>>>
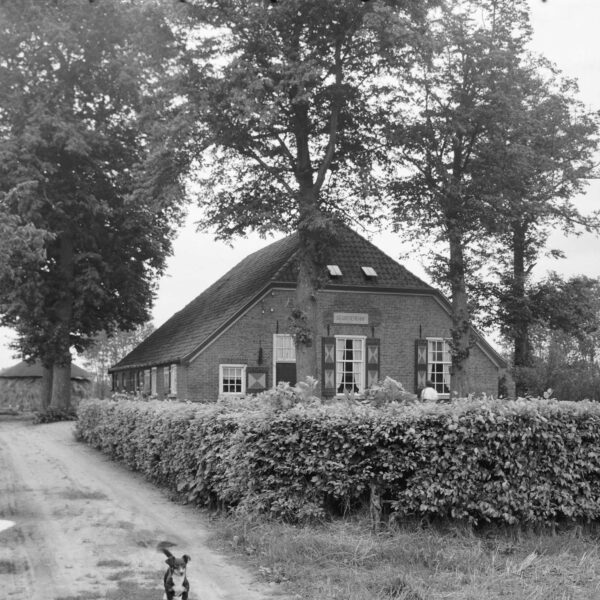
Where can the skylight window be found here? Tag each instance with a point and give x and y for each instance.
(369, 272)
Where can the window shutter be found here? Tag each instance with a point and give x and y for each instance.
(256, 379)
(328, 366)
(420, 364)
(373, 361)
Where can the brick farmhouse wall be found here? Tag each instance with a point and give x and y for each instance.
(396, 319)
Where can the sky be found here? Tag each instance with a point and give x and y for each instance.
(565, 31)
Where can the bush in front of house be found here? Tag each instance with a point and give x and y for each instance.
(54, 415)
(526, 461)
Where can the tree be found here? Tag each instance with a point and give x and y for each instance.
(286, 101)
(461, 85)
(543, 155)
(565, 339)
(83, 99)
(107, 350)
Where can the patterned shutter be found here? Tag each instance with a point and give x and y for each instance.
(256, 379)
(373, 361)
(328, 366)
(420, 364)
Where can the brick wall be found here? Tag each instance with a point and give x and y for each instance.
(397, 320)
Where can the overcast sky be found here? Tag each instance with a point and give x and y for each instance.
(565, 31)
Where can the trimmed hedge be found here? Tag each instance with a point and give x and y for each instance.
(526, 461)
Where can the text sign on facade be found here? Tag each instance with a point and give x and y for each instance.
(351, 318)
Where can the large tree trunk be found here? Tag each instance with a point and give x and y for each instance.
(461, 323)
(61, 387)
(304, 315)
(46, 386)
(520, 315)
(305, 312)
(63, 312)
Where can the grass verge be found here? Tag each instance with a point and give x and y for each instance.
(344, 560)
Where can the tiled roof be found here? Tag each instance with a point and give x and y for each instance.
(187, 330)
(26, 369)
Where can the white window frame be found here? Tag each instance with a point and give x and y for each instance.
(173, 380)
(290, 349)
(222, 382)
(154, 381)
(338, 372)
(446, 362)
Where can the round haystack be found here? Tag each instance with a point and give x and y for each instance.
(21, 386)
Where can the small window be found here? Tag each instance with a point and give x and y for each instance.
(232, 380)
(439, 360)
(350, 364)
(284, 348)
(166, 380)
(369, 272)
(153, 381)
(173, 379)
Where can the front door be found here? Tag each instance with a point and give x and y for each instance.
(285, 372)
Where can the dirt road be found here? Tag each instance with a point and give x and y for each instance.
(87, 528)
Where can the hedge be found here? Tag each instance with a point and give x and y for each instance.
(524, 461)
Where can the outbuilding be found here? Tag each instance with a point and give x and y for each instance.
(21, 386)
(376, 319)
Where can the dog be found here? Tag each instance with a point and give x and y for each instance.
(177, 586)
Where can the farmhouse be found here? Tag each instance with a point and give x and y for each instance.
(376, 319)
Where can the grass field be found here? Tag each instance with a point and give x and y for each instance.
(344, 560)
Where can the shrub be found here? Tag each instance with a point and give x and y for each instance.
(533, 461)
(53, 415)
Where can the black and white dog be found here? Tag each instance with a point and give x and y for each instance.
(177, 587)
<<<
• [Work instructions]: Output all the material verbatim, skipping every image.

• [Answer to the problem]:
Where can the skylight window be found here? Tag each instance with a point and give x and y for each instance.
(369, 272)
Where can the window shutter be found here? Tag each instance with a point and give x and y for each instance.
(256, 379)
(328, 366)
(420, 364)
(373, 361)
Where can the brick farmhouse wall be found here? Tag each instance with a point and give x and y for each instance.
(396, 319)
Where can the sky be found here? Tag each instance with a point and give x and y for each instance.
(565, 31)
Where can the bush in front of house be found here? Tag each instance with a point and give x and y for each instance.
(54, 415)
(526, 461)
Where can the tree be found here? Tag each instance with a point and give x and y for each instance.
(286, 101)
(461, 85)
(543, 155)
(565, 339)
(83, 99)
(107, 350)
Where can the patterned shutter be found here? Tag each instance with a point and give x and y for each instance.
(256, 379)
(373, 361)
(328, 366)
(420, 364)
Where can the brick wall be found here? Tag each instance with a point and give x and y for each instance.
(397, 320)
Where can the overcast sky be found here? Tag each instance with a point and give x and y for each instance.
(565, 31)
Where can the trimmed hedge be found here? Tag each instance with a point and give x and y for each instance.
(526, 461)
Where can the text sign on facade be found here? Tag each instance with a point and give x and y for each instance.
(351, 318)
Where can the large tree trunk be found here? Tag each instance with a point and give x and y for each instance.
(461, 323)
(61, 387)
(304, 315)
(46, 386)
(520, 315)
(305, 312)
(63, 312)
Where can the grass verge be found here? Tag each instance with a point and give x and y for each instance.
(344, 560)
Where can the tiled roof be found here? Tag each instance with a point and give x and y for each instance.
(187, 330)
(26, 369)
Where can the white window frame be found here? Tag each instance with a point and give x and y for each instance.
(173, 380)
(290, 349)
(222, 382)
(154, 381)
(338, 372)
(446, 362)
Where can the round haystack be found here? Tag each instance with a point and give x and y for each instance.
(21, 386)
Where can the small window be found here? Tag each instance with a point and give x and y for each instance.
(232, 380)
(439, 360)
(350, 364)
(284, 348)
(166, 380)
(369, 272)
(153, 381)
(173, 379)
Where can the front door be found here? Tag each instance with a point and give x and y for each instance.
(285, 372)
Where can the dirt road be found here? Tag each instance with a point and give x and y for each instance.
(87, 528)
Where can the hedge be found here? Tag each instance with a point and give x and y for each instance.
(524, 461)
Where can the outbuilding be found here? Tag each instance with a point and give x and y for each instance.
(21, 386)
(376, 319)
Where can the dog be found here? Tag each instance with a point and give x and y for each instance.
(177, 586)
Where can the farmhouse be found here? Tag each instance with a point and give x and y for each instance.
(376, 319)
Where can the grass field be found here? Tag each instance with a point and give x and y for each instance.
(344, 560)
Where can the shrub be found here? Tag each instance with a point and give x and y for each instance.
(533, 461)
(53, 415)
Where can the black and white dog be found here? Tag each instance with a point and give x and y for each instance.
(177, 587)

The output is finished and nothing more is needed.